EXERCISE GOAL
Could you rewrite all the records below, replacing "pretty-printed" with "indented" wherever it appears and changing nothing else? Leave the pictures out of your version.

EXTRACTED INFORMATION
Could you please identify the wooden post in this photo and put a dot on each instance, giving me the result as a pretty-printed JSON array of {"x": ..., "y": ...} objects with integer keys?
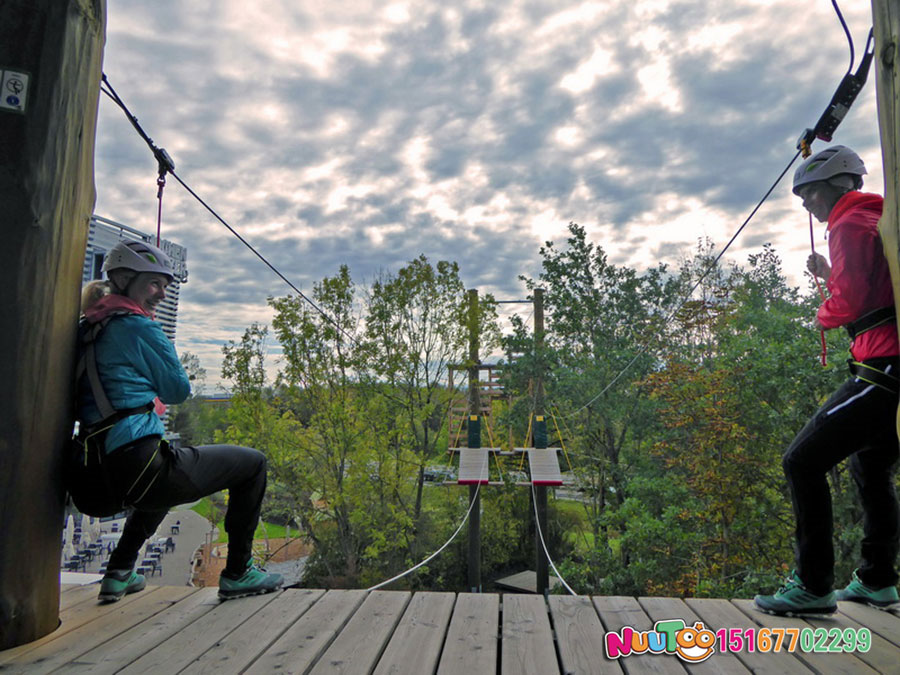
[
  {"x": 540, "y": 441},
  {"x": 50, "y": 58},
  {"x": 474, "y": 441},
  {"x": 886, "y": 17}
]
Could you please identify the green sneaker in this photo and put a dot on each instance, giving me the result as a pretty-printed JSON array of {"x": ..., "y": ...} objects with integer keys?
[
  {"x": 793, "y": 599},
  {"x": 116, "y": 583},
  {"x": 254, "y": 581},
  {"x": 880, "y": 598}
]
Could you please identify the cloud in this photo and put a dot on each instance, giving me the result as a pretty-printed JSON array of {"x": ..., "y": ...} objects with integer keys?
[{"x": 366, "y": 134}]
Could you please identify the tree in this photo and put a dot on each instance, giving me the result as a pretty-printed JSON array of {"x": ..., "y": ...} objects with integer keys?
[{"x": 416, "y": 328}]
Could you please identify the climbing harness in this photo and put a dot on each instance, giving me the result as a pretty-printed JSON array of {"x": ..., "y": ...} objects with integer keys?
[
  {"x": 875, "y": 376},
  {"x": 87, "y": 450},
  {"x": 873, "y": 319}
]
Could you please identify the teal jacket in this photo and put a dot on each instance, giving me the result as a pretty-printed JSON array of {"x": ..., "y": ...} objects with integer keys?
[{"x": 136, "y": 363}]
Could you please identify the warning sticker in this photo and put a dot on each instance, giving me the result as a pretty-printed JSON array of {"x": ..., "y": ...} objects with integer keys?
[{"x": 13, "y": 90}]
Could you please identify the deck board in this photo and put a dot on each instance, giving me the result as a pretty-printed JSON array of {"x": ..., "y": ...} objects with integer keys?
[
  {"x": 358, "y": 647},
  {"x": 471, "y": 643},
  {"x": 116, "y": 653},
  {"x": 418, "y": 638},
  {"x": 241, "y": 647},
  {"x": 301, "y": 645},
  {"x": 527, "y": 641},
  {"x": 193, "y": 641},
  {"x": 181, "y": 629},
  {"x": 113, "y": 620},
  {"x": 580, "y": 636}
]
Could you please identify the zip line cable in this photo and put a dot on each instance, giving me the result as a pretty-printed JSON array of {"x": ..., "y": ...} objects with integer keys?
[
  {"x": 687, "y": 297},
  {"x": 472, "y": 502},
  {"x": 847, "y": 32},
  {"x": 537, "y": 525},
  {"x": 166, "y": 165},
  {"x": 840, "y": 103}
]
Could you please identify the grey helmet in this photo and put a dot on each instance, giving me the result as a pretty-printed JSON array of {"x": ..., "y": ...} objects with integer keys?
[
  {"x": 827, "y": 164},
  {"x": 138, "y": 256}
]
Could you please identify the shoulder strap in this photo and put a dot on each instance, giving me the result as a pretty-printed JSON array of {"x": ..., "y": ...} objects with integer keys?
[{"x": 873, "y": 319}]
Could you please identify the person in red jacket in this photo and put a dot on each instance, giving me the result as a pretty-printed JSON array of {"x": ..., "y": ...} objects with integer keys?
[{"x": 859, "y": 420}]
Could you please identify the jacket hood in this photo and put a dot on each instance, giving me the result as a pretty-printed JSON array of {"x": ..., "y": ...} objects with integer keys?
[
  {"x": 867, "y": 201},
  {"x": 113, "y": 304}
]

EXERCISE OUTPUT
Could you please identify the wooden post in this photo and put a dot on each instance, giving me the result as a indented JSON array of {"x": ..., "y": ...} objects with integer keys?
[
  {"x": 540, "y": 441},
  {"x": 50, "y": 58},
  {"x": 474, "y": 441},
  {"x": 886, "y": 17}
]
Could you please identify the green sneaker in this photo and put a dot on each instance, giving me the result as a indented JSON array of {"x": ..., "y": ...} objects with integer keys?
[
  {"x": 793, "y": 599},
  {"x": 116, "y": 583},
  {"x": 254, "y": 581},
  {"x": 880, "y": 598}
]
Could you please identify the cloud in this photo and put a dot on each instance, giving me the result as a indented JSON array of {"x": ..., "y": ...} objects with integer keys?
[{"x": 366, "y": 134}]
Could you please identify the tree in this photo and put a dot on each instance, giving me the result as a indented JSON array of {"x": ..., "y": ...} objects with integer keys?
[{"x": 416, "y": 328}]
Could you please identify the climbing harness in this photo and put a dot on each instance, giving me the result as a indented JSON array of {"x": ..., "y": ...} objects with integer keys?
[
  {"x": 875, "y": 376},
  {"x": 87, "y": 450},
  {"x": 873, "y": 319}
]
Could you please identify the teal jacket in this photo and put a dot on each instance, giving me the result as a indented JSON array of {"x": ..., "y": ...} objects with integer keys?
[{"x": 136, "y": 363}]
Could you please identify the warning sticker in this photo and put a dot on each instance, giving me the result as a indented JSON array of {"x": ..., "y": ...} objects with integer keys?
[{"x": 13, "y": 90}]
Could you please identify the deck board in this photo and put a dot on each instance, giving me the result as a indented JSON array of {"x": ..., "y": ...} objects with integer keys?
[
  {"x": 358, "y": 647},
  {"x": 471, "y": 643},
  {"x": 116, "y": 653},
  {"x": 418, "y": 638},
  {"x": 241, "y": 647},
  {"x": 301, "y": 645},
  {"x": 527, "y": 641},
  {"x": 193, "y": 641},
  {"x": 181, "y": 629},
  {"x": 113, "y": 620},
  {"x": 580, "y": 636}
]
Could you please identify the zip line cable in this photo and put a dot on each instance, giving me the result as a indented JSON array of {"x": ..., "y": ...} objects with integer keys?
[
  {"x": 687, "y": 297},
  {"x": 472, "y": 502},
  {"x": 847, "y": 32},
  {"x": 537, "y": 525},
  {"x": 166, "y": 165},
  {"x": 840, "y": 103}
]
Could you please identify the grey helmet in this photo and put a dot on each instance, giving me the result as a indented JSON array of {"x": ..., "y": ...} objects with integer keys?
[
  {"x": 827, "y": 164},
  {"x": 138, "y": 256}
]
Could you please identify the shoulder strap in this photo and put a dot on each instance, giving me the result as a indented JSON array of {"x": ..., "y": ...} objects with integer keys?
[{"x": 873, "y": 319}]
Could you please identify the person in red jacket in this photo and put a dot on each instance, giving me the result as a indented JSON array of {"x": ..., "y": ...} objects with integer keys?
[{"x": 859, "y": 420}]
Could you please identify the jacket hood in this photo and put a dot on each instance, giving me the result as a indented JSON array of {"x": ..., "y": ...} objects with integer keys?
[
  {"x": 867, "y": 201},
  {"x": 113, "y": 304}
]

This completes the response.